**Passage provided**
____________

Our findings illustrate the clinical importance of PA and SBP for dementia prevention and that favorable levels of both are associated with reduced occurrence of dementia.

The incidence of dementia seems to be decreasing [1] but due to demographical changes with an increasing older population the number of people living with dementia is increasing [2]. A recent publication estimated an increase in the prevalence of dementia from 57 million individuals in 2019 to 153 million individuals worldwide in 2050 [3]. In Norway, this number is estimated to increase from 101 thousand individuals in 2020 to 237 thousand in 2050 [4]. A report from the Lancet Commission on dementia prevention, intervention and care identified 12 modifiable risk factors, including physical activity (PA) and blood pressure (BP), and estimated that targeting these might delay or prevent 40% of all dementia cases [2].

____________

**Data shown**
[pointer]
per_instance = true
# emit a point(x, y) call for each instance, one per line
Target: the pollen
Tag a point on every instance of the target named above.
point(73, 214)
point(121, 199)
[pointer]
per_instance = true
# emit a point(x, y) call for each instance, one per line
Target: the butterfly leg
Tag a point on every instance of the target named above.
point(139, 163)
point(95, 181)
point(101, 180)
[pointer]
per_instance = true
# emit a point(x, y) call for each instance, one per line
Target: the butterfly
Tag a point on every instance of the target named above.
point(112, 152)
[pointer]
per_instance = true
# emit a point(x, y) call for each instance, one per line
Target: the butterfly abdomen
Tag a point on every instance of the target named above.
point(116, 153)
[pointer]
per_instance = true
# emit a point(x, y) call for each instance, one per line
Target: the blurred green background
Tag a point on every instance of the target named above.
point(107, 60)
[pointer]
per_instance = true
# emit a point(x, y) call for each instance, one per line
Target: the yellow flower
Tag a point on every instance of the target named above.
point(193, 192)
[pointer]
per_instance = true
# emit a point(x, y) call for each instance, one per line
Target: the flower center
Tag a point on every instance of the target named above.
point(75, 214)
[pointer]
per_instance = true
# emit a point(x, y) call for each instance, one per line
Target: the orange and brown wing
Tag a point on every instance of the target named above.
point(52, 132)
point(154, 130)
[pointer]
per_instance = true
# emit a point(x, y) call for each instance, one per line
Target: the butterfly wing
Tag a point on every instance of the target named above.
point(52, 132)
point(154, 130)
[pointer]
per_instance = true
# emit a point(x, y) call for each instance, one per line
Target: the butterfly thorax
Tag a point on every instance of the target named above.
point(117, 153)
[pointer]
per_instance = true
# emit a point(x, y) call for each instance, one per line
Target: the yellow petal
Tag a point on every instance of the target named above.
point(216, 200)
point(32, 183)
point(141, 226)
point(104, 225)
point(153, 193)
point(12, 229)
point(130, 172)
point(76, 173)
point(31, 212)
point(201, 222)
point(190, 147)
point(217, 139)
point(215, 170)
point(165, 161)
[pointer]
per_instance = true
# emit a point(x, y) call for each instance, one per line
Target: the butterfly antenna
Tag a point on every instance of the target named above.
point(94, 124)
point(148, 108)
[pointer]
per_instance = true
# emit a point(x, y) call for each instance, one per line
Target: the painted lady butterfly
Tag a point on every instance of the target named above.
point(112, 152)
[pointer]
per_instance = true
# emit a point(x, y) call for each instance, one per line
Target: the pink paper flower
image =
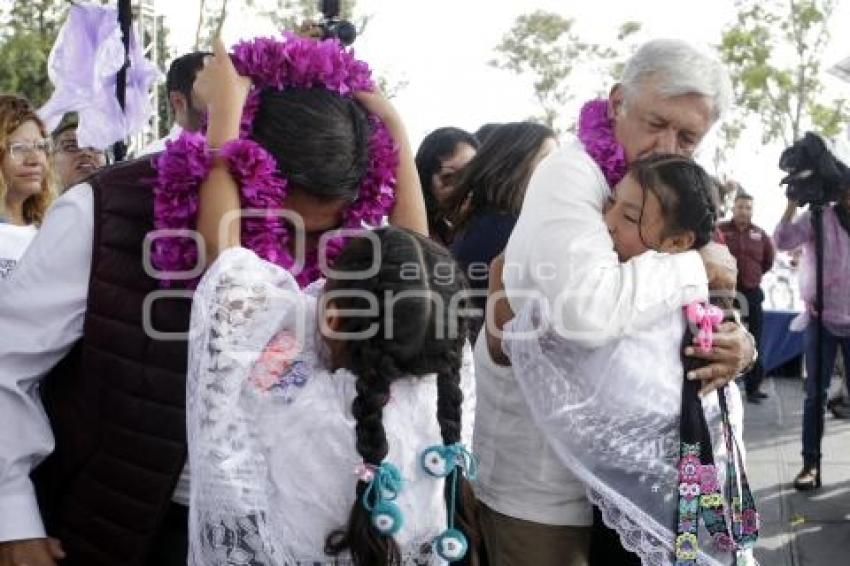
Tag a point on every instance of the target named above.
point(596, 133)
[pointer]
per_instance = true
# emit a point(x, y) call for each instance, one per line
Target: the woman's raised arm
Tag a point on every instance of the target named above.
point(224, 91)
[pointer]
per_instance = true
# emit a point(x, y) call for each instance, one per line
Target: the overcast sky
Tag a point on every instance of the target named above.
point(442, 47)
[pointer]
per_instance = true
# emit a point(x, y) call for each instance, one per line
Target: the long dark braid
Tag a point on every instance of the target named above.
point(688, 196)
point(414, 347)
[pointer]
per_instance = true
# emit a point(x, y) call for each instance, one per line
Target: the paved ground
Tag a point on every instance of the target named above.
point(798, 529)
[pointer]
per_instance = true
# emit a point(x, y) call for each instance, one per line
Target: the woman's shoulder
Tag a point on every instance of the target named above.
point(15, 239)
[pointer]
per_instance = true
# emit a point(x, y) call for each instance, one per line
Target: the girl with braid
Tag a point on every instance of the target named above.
point(327, 425)
point(621, 417)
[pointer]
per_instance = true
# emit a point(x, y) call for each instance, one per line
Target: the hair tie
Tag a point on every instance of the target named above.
point(444, 461)
point(707, 317)
point(383, 487)
point(440, 460)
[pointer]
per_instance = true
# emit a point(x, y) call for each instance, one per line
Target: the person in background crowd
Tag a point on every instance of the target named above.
point(72, 163)
point(186, 110)
point(25, 181)
point(789, 234)
point(533, 509)
point(441, 154)
point(753, 250)
point(488, 196)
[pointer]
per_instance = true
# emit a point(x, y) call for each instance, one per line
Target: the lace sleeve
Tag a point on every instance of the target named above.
point(241, 305)
point(611, 414)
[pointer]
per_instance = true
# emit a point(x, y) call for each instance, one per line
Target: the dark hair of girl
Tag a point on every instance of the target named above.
point(688, 195)
point(425, 337)
point(497, 177)
point(319, 139)
point(438, 146)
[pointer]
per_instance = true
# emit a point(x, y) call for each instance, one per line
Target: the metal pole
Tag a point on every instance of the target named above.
point(817, 220)
point(125, 18)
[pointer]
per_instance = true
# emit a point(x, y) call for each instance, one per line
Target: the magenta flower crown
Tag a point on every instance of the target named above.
point(596, 133)
point(293, 62)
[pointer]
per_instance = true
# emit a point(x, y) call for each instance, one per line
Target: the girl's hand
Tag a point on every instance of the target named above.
point(224, 92)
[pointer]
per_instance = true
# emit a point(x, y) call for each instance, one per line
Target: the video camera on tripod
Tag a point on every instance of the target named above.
point(334, 26)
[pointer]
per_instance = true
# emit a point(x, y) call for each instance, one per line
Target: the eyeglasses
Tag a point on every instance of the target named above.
point(70, 146)
point(19, 151)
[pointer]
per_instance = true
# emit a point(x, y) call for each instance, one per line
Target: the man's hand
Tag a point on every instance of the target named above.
point(720, 266)
point(731, 352)
point(31, 552)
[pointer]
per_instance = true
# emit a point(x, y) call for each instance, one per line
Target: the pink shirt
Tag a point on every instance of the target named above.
point(836, 291)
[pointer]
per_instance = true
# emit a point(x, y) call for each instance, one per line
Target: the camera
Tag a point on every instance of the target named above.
point(333, 26)
point(815, 175)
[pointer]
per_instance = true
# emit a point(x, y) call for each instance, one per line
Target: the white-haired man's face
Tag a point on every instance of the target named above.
point(648, 123)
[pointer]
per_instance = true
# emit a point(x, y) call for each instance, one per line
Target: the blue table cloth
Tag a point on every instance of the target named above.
point(779, 343)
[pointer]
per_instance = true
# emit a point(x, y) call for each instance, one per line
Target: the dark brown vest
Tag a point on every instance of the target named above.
point(117, 401)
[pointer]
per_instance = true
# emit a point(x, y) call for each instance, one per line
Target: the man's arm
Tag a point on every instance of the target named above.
point(42, 307)
point(769, 252)
point(561, 252)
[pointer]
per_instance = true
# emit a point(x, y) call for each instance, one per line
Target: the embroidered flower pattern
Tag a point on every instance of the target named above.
point(271, 63)
point(279, 367)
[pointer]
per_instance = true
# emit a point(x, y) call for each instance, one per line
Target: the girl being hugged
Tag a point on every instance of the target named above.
point(658, 462)
point(326, 424)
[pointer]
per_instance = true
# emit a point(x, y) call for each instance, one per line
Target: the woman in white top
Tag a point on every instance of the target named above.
point(324, 424)
point(25, 190)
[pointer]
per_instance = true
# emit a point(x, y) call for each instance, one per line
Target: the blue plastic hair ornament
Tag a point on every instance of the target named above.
point(441, 461)
point(384, 484)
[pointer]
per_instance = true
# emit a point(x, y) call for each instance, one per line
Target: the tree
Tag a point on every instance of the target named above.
point(28, 29)
point(773, 54)
point(211, 18)
point(543, 44)
point(163, 51)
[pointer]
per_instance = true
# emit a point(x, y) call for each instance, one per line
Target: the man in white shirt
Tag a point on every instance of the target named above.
point(533, 510)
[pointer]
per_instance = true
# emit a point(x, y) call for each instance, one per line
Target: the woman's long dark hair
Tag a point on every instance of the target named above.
point(437, 147)
point(319, 139)
point(423, 334)
point(497, 177)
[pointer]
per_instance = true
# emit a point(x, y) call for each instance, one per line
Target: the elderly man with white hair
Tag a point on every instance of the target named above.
point(533, 510)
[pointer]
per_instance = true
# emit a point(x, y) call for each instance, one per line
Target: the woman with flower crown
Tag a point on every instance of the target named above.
point(326, 425)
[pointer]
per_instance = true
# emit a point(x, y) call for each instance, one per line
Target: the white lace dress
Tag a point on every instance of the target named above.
point(271, 435)
point(611, 414)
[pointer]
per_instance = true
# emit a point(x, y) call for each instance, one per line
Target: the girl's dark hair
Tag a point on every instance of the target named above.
point(497, 177)
point(319, 139)
point(688, 195)
point(421, 334)
point(437, 147)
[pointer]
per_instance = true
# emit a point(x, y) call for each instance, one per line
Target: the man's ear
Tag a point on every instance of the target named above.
point(677, 243)
point(615, 101)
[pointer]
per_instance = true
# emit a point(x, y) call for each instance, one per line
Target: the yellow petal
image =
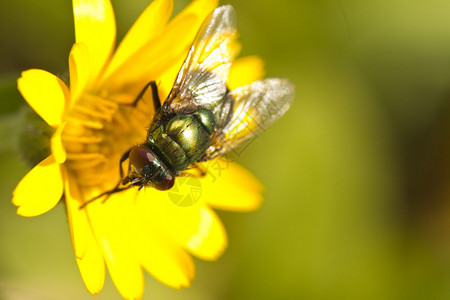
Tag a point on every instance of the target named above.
point(167, 262)
point(150, 61)
point(153, 59)
point(148, 26)
point(210, 240)
point(181, 216)
point(229, 186)
point(80, 70)
point(40, 190)
point(96, 28)
point(88, 256)
point(245, 70)
point(56, 144)
point(115, 227)
point(45, 93)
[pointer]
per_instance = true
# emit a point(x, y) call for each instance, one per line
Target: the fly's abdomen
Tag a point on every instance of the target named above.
point(184, 139)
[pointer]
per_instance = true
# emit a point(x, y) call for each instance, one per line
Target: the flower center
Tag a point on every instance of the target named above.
point(98, 132)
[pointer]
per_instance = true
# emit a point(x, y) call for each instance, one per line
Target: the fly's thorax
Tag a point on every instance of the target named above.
point(147, 169)
point(183, 138)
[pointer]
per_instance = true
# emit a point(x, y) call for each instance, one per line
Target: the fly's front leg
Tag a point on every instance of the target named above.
point(156, 100)
point(116, 188)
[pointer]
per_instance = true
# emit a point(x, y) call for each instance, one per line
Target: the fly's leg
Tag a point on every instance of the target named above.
point(116, 189)
point(156, 100)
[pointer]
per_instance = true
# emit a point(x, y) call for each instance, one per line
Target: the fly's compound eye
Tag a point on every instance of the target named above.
point(140, 157)
point(166, 183)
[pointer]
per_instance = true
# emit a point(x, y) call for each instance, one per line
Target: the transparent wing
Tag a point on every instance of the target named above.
point(256, 107)
point(201, 80)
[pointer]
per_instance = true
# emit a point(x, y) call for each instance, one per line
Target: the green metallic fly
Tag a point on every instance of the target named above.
point(201, 118)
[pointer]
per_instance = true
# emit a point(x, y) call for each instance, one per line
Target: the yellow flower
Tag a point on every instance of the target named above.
point(94, 125)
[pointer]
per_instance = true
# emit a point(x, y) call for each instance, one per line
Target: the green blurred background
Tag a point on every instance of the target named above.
point(357, 172)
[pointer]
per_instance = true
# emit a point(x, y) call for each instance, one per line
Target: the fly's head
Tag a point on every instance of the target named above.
point(146, 169)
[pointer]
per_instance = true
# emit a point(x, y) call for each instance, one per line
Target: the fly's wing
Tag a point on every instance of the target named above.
point(256, 107)
point(201, 80)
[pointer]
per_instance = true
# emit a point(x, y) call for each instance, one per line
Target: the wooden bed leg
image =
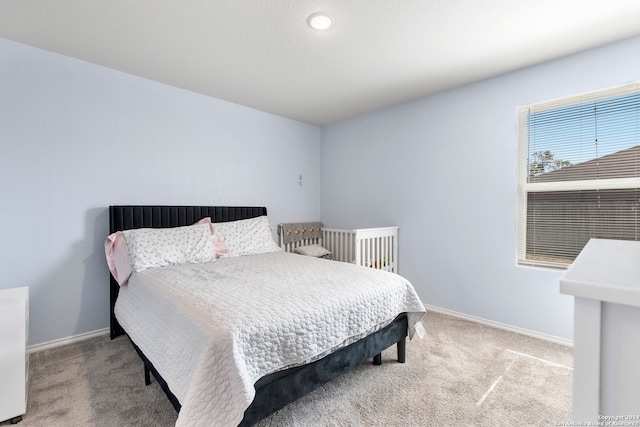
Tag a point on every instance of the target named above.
point(377, 359)
point(402, 350)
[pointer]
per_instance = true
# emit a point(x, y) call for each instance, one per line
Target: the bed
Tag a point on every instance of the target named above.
point(368, 247)
point(277, 387)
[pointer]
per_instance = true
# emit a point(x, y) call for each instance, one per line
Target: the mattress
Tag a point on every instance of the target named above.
point(213, 329)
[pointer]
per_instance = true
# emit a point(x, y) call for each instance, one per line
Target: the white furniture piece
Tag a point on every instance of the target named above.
point(368, 247)
point(14, 359)
point(605, 280)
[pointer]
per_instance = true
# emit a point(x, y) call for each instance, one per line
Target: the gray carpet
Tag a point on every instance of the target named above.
point(461, 374)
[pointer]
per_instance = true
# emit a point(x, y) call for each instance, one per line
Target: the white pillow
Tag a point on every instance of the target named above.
point(160, 247)
point(246, 236)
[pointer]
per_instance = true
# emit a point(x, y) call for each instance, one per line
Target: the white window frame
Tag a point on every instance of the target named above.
point(524, 187)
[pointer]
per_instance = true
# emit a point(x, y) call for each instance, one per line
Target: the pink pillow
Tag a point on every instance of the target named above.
point(118, 260)
point(217, 243)
point(115, 249)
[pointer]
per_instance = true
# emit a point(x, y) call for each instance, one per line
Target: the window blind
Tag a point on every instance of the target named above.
point(578, 173)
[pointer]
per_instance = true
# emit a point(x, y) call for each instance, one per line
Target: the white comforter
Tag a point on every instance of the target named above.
point(212, 330)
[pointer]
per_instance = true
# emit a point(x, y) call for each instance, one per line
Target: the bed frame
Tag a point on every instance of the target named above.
point(274, 391)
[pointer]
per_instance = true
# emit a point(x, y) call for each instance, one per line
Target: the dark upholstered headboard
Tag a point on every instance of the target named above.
point(128, 217)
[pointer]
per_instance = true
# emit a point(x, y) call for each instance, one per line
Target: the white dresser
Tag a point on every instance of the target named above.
point(605, 280)
point(14, 359)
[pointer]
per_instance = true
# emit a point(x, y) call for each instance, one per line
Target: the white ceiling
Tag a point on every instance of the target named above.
point(262, 54)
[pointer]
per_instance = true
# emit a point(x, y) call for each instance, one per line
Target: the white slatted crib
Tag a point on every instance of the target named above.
point(368, 247)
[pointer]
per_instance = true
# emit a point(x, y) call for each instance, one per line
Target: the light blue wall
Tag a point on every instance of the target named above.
point(76, 137)
point(443, 168)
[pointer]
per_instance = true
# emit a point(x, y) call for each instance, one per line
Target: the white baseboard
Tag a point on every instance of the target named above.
point(522, 331)
point(68, 340)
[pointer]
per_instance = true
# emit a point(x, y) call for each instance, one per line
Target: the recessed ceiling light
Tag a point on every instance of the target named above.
point(321, 21)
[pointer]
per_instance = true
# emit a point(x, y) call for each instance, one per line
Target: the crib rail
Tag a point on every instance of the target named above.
point(377, 248)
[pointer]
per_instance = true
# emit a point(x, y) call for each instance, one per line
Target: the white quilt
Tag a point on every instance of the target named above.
point(212, 330)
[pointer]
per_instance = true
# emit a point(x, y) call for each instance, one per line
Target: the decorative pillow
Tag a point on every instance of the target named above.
point(118, 260)
point(160, 247)
point(246, 236)
point(221, 250)
point(314, 250)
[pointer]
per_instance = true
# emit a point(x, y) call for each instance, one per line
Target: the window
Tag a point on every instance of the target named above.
point(578, 174)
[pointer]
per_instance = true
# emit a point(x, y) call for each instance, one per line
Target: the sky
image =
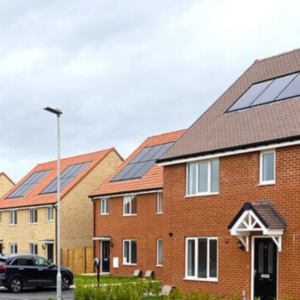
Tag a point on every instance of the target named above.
point(121, 71)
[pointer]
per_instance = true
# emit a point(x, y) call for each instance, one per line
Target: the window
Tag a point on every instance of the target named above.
point(13, 248)
point(267, 167)
point(33, 216)
point(201, 259)
point(129, 252)
point(159, 252)
point(33, 249)
point(159, 203)
point(13, 220)
point(203, 178)
point(129, 205)
point(104, 206)
point(50, 214)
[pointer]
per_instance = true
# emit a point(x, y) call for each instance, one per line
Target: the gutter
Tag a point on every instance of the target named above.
point(228, 149)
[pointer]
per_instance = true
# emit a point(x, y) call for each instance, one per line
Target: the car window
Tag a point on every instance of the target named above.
point(22, 262)
point(39, 261)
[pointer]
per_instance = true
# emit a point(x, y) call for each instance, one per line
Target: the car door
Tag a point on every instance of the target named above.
point(24, 267)
point(46, 271)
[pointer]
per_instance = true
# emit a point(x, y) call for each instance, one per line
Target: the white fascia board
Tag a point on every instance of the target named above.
point(229, 153)
point(128, 194)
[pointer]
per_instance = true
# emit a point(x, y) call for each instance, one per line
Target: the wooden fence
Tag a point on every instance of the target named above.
point(79, 260)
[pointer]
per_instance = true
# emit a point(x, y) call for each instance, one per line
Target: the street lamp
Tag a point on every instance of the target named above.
point(57, 112)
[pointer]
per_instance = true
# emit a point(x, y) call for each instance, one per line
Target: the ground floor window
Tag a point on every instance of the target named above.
point(33, 249)
point(202, 258)
point(13, 248)
point(159, 252)
point(129, 252)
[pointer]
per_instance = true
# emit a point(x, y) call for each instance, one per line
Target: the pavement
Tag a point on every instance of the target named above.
point(34, 294)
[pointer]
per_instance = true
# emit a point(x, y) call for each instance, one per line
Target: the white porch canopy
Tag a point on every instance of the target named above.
point(258, 217)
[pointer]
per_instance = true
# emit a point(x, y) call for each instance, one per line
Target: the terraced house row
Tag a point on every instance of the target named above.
point(211, 208)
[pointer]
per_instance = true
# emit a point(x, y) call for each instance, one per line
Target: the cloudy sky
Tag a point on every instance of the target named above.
point(123, 70)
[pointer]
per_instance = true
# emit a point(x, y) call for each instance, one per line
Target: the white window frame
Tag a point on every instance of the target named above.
point(195, 278)
point(124, 258)
point(197, 178)
point(13, 248)
point(261, 181)
point(159, 204)
point(33, 219)
point(104, 207)
point(13, 217)
point(50, 213)
point(157, 252)
point(33, 248)
point(130, 205)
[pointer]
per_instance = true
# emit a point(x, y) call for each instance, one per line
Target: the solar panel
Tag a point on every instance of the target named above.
point(275, 89)
point(65, 178)
point(28, 184)
point(142, 162)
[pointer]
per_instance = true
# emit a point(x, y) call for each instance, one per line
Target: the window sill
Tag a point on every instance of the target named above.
point(266, 183)
point(201, 279)
point(201, 195)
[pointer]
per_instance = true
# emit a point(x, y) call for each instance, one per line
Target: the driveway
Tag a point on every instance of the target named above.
point(34, 294)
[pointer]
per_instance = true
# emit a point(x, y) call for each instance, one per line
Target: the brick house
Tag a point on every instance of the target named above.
point(128, 211)
point(232, 186)
point(28, 211)
point(5, 184)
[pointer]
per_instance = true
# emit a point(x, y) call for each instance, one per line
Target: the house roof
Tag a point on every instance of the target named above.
point(218, 130)
point(265, 212)
point(152, 179)
point(33, 197)
point(3, 174)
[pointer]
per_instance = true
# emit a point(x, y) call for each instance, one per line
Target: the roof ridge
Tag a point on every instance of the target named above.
point(278, 55)
point(75, 156)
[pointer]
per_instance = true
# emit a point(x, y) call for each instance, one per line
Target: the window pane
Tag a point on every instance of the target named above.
point(133, 252)
point(215, 176)
point(203, 178)
point(127, 205)
point(213, 258)
point(191, 258)
point(268, 166)
point(134, 205)
point(126, 252)
point(159, 250)
point(192, 179)
point(202, 258)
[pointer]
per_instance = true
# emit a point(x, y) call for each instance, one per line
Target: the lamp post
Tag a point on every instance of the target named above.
point(57, 112)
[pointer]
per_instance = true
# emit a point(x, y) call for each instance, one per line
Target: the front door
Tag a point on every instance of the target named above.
point(105, 256)
point(265, 269)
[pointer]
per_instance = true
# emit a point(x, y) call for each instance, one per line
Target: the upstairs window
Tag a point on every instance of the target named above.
point(50, 214)
point(104, 206)
point(130, 205)
point(33, 216)
point(267, 167)
point(203, 178)
point(159, 203)
point(13, 220)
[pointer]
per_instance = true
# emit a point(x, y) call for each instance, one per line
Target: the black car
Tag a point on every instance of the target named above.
point(18, 271)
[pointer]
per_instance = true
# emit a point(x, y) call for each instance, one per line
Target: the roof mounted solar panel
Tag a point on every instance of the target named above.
point(65, 178)
point(142, 162)
point(28, 184)
point(275, 89)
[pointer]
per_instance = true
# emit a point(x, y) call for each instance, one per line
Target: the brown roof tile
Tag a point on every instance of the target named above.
point(216, 130)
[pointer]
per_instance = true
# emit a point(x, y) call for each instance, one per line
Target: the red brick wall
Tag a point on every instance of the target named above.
point(209, 216)
point(145, 227)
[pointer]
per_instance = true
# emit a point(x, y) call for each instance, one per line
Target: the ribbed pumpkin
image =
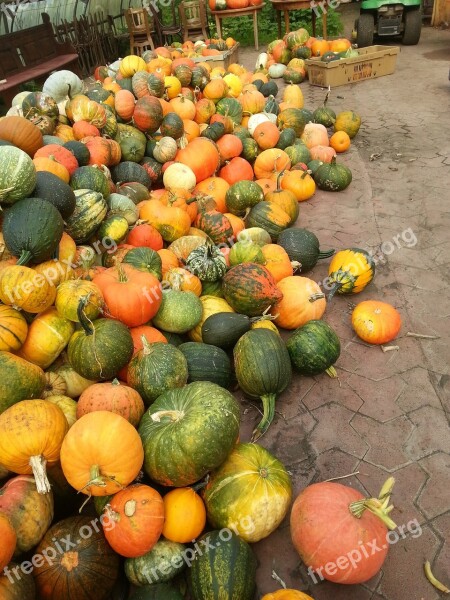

____________

**What to do**
[A] Decide whether each statement below agrees with the dementia passage. Answer yes or no for each, and quote the words from the passage that settle it.
(i) The Lancet Commission report named 12 modifiable risk factors for dementia.
(ii) About 153 million people worldwide were living with dementia in 2019.
(iii) The incidence of dementia seems to be rising.
[B] Write a continuation of the dementia passage, starting after its last sentence.

**Solved tasks**
[A]
(i) Yes: "identified 12 modifiable risk factors"
(ii) No: "from 57 million individuals in 2019 to 153 million individuals worldwide in 2050"
(iii) No: "The incidence of dementia seems to be decreasing"

[B]
Physical activity has been shown to reduce dementia risk in recent studies [5,6,7]. Although PA is among the suggested modifiable risk factors to prevent dementia [2, 8,9,10,11], the limitations of evidence have recently been emphasized [12]. The effect of PA on dementia follows different physiological, cellular, and molecular mechanisms [10, 13, 14]. A recent meta-analysis found timing of PA assessment to be crucial for risk estimation [15]. PA assessed 10 years or more before diagnosis was not associated with dementia risk, whereas PA assessed less than 10 years before diagnosis, showed higher risk among the inactive, possibly due to reverse causation. Some studies note that higher intensity levels of PA are crucial for prevention [11, 16]. The complexity of the relation between PA and dementia calls for further investigation [17].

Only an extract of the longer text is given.